Exercise requirements: What comes next in the description of the Ditto beanbags, after its final sentence? Write the continuation.

Passage to read:

BEGIN

Ditto is an interactive installation developed within the minor Interactive Environments of the Technical University of Delft. The project is commissioned by the Princess Máxima Centre for Paediatric Oncology (or in Dutch, Prinses Máxima Centrum voor Kinderoncologie), which will be newly built in Utrecht. A problem that we found in the lives of the families when the child is hospitalized is the difficulty of staying in touch with each other when geographically separated.  That’s why we wanted to help hospitalized children (4-10 years old), their parents, and their siblings to be able to stay connected over a distance. Our goal is to communicate presence and intimacy felt among family members. So we’ve created the Dittos: a pair of interactive beanbags that create an environment of intimacy through touch, light, and warmth, exploring beyond the digital experience of long-distance communication.

Students: Isabelle Kim, Bob Verheij, Elan Redekop van der Meulen, Mithun Martin Mendez, Bo Gall, Bart Krijgsman and Gwenda Gieseler.

Coaches: Aadjan van der Helm, Marco Rozendaal and Chris Kievid.


As soon as a child needs to stay in the hospital for a week or longer, they will get a Ditto, which their parents or siblings can place somewhere in their home.  To make sure that they will handle the Ditto with care, they will have to pay a small deposit. Another Ditto is already in the patient room, waiting for its next child patient. Once the Ditto’s are placed on their intended location, they can accomplish their task.
When there is sound near one Ditto, the other Ditto will show this with a pulsing light line at the bottom of the Ditto. If there are people at home near the Ditto, for example, the noise they make will be sensed by the child in the patient room through his/her Ditto’s ambient light, receiving an idea of the activity in the other room. They can actually see that there is someone around the other Ditto making sound.

When someone is sitting down on one of the Dittos, his/her silhouette will be seen on both of the Ditto’s through a light silhouette in the color of the Ditto that is touched. When the other person sees this silhouette, it could be an invitation to also sit down at his/her Ditto.

If the other person also decides to sit down, something special will happen. First of all, the color of the silhouettes turns to red. Also, both of the Ditto’s will become warm in the back and in the seat, so that the users can feel each other’s warmth and have an intimate connection to each other. Thanks to this connection, they can feel each other’s presence despite of the distance.

To give the users the possibility to have a more active interaction with each other, we created the hand patches. Indicated with a texture, there is a special area on both sides of the Dittos where the users can interact with their hands. The areas act the same way as the back and seat: they light up when they are touched, and become red and warm up if they are touched on both Dittos. The value of this area is that they are visible while sitting on the Ditto and that it can also be used more playfully.

While having this intimate connection through bodily warmth, the users can do shared activities, like watching the television or having a phone call with each other. This way we can give the separated family still the feeling that there are together and they are still doing the same things together as they have been doing so far.

END

Record set:
BEGIN

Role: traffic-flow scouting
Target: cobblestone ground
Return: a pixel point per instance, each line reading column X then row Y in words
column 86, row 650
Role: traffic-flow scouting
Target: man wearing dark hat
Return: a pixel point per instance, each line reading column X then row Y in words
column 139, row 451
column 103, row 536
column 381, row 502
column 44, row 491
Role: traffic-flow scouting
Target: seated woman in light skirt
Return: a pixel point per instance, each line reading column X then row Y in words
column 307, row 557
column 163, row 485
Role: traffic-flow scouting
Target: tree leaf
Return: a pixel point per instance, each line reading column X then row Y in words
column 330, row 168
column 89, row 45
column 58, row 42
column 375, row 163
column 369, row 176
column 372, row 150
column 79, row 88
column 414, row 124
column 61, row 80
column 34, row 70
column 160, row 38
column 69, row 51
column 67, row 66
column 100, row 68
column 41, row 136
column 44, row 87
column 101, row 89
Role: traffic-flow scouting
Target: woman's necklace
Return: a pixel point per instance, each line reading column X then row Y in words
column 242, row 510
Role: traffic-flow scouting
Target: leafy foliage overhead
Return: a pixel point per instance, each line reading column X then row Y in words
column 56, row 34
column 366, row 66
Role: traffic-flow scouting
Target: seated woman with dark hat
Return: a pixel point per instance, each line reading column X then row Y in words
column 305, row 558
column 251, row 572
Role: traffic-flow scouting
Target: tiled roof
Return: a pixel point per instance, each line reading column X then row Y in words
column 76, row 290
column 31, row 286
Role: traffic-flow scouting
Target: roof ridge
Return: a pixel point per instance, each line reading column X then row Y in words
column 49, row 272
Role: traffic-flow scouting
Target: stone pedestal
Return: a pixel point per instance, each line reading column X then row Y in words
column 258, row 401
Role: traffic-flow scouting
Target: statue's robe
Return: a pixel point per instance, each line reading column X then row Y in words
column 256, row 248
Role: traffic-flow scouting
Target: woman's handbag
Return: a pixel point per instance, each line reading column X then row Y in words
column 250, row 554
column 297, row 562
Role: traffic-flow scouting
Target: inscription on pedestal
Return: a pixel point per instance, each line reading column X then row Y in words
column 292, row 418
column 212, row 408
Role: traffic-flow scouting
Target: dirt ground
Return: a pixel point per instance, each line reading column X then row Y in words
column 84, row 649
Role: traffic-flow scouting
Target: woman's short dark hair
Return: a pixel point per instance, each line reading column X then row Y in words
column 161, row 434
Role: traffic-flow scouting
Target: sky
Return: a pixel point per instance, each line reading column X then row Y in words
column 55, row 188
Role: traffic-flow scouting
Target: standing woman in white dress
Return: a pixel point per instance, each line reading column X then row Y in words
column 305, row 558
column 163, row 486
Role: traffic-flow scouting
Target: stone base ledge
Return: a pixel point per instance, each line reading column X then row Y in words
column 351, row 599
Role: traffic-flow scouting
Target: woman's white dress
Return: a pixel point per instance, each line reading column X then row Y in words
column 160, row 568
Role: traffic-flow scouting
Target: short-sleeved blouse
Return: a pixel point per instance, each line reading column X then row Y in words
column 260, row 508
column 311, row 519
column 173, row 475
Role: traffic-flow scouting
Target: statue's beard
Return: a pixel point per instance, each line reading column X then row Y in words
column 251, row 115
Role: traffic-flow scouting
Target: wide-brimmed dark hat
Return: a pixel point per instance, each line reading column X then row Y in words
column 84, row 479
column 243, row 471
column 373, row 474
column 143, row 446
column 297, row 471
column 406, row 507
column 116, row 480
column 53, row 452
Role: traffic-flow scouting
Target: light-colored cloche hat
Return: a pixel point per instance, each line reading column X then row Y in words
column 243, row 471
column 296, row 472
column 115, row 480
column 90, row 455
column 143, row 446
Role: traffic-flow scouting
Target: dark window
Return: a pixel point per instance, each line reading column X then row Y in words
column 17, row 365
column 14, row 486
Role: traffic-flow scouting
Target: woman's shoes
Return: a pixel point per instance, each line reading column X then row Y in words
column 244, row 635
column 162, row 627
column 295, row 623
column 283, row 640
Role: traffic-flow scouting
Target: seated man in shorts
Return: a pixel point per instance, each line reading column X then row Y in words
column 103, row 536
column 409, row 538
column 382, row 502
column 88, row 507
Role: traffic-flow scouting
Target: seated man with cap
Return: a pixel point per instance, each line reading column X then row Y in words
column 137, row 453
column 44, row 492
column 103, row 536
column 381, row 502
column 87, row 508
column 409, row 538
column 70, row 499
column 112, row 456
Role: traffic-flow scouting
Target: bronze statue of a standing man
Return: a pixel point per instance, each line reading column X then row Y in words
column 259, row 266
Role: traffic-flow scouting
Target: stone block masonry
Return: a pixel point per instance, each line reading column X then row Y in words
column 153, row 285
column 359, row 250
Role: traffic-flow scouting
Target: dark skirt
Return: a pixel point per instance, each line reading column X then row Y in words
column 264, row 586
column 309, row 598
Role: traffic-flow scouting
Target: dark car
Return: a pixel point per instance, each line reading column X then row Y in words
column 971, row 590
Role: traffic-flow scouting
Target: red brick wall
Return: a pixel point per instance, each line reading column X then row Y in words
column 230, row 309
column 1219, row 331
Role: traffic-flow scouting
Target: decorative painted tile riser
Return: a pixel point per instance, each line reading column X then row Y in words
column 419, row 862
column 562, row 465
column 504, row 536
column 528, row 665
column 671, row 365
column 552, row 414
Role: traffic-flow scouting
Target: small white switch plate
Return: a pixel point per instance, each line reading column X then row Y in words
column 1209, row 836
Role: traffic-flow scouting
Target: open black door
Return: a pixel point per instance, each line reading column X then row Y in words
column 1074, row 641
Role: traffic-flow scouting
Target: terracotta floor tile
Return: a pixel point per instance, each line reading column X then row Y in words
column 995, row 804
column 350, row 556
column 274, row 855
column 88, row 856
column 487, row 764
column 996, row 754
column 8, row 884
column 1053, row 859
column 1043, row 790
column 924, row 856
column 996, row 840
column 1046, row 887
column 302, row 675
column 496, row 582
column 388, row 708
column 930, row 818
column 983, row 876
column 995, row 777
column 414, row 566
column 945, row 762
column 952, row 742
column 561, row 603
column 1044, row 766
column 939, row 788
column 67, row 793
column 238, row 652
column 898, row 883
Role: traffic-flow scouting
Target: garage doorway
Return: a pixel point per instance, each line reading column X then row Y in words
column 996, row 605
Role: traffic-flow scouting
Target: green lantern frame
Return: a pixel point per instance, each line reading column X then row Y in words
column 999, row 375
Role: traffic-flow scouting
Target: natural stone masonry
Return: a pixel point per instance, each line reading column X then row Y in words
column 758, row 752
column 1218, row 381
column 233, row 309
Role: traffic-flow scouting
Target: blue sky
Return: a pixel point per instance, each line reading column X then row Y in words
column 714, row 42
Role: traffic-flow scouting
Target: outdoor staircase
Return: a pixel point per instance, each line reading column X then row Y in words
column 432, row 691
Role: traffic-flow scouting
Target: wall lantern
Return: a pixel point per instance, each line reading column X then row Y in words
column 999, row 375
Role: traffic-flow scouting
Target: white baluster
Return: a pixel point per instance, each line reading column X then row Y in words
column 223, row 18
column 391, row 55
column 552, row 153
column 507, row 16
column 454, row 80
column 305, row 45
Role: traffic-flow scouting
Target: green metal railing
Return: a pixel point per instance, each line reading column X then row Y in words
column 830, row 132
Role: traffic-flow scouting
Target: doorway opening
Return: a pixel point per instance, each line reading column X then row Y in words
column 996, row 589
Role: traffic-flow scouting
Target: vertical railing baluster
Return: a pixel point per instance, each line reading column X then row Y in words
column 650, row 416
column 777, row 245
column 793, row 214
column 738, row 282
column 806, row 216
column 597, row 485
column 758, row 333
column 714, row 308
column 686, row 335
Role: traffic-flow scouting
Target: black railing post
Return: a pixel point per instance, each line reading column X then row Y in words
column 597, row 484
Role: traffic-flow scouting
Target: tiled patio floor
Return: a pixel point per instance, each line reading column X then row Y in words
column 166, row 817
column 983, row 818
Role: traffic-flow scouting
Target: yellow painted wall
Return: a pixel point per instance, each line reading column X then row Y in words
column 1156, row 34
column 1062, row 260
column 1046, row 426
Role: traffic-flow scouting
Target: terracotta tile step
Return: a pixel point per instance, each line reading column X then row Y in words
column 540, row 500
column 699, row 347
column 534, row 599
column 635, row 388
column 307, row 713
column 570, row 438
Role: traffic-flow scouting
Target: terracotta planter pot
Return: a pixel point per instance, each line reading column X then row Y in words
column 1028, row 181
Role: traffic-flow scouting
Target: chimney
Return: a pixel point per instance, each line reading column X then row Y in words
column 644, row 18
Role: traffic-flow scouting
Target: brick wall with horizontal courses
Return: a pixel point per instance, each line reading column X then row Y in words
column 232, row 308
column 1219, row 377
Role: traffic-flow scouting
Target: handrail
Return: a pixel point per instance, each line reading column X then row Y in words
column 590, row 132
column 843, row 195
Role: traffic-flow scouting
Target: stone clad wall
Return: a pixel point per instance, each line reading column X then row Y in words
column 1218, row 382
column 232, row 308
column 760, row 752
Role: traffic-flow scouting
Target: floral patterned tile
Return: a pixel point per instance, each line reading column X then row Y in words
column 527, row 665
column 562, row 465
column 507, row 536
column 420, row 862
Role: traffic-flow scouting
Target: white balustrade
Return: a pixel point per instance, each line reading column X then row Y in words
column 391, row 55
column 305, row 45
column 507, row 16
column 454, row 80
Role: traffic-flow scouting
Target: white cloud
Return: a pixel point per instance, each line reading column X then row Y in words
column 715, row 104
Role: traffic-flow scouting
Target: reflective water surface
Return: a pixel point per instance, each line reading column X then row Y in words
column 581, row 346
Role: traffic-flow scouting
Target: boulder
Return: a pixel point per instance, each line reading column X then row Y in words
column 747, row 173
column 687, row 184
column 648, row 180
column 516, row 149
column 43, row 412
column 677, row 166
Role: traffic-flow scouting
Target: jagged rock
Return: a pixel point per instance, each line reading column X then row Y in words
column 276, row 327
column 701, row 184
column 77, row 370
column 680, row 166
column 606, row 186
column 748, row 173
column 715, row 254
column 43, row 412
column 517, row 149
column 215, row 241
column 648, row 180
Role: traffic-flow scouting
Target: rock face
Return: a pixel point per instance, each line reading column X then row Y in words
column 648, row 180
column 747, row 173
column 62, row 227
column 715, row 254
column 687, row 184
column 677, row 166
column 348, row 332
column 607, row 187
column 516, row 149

END

Your response:
User Testing

To make the best out of the Ditto, we’ve done several user tests. Thanks to children, fellow students and external experts who participated, we came to the following conclusions:

  • Assign the colors of the silhouette to the colour of the Ditto.
  • Decrease the warmth of the heating pads.

One of our goals of the user testing was to see if the children really get an idea of presence. The follwing quotes of the children prove that they do understand it  and that they liked it a lot.

  • “Ze is er nu omheen aan het lopen.”
    “She’s now walking around it.”
  • “Als hij knippert, zit niemand erop.”
    “When it’s pulsing, nobody is sitting on it.”
  • “Het is blauw als er maar één persoon zit.”
    “It’s blue when one person is sitting down.”
  • “Als ik ga zitten, gaat hij bij haar aan.”
    “When I sit down, hers will light up.”
  • “Lekker zacht!”
    “Nice and soft!”
  • “Lekker warm, ik blijf liggen.”
    “The warmth is nice, I’ll stay in.”
  • “Je voelt wat de ander voelt, je bent eigenlijk één lichaam.”
    “You feel what the other person feels, you’re actually one body.”
  • “Ik wil er één!”
    “I want one!”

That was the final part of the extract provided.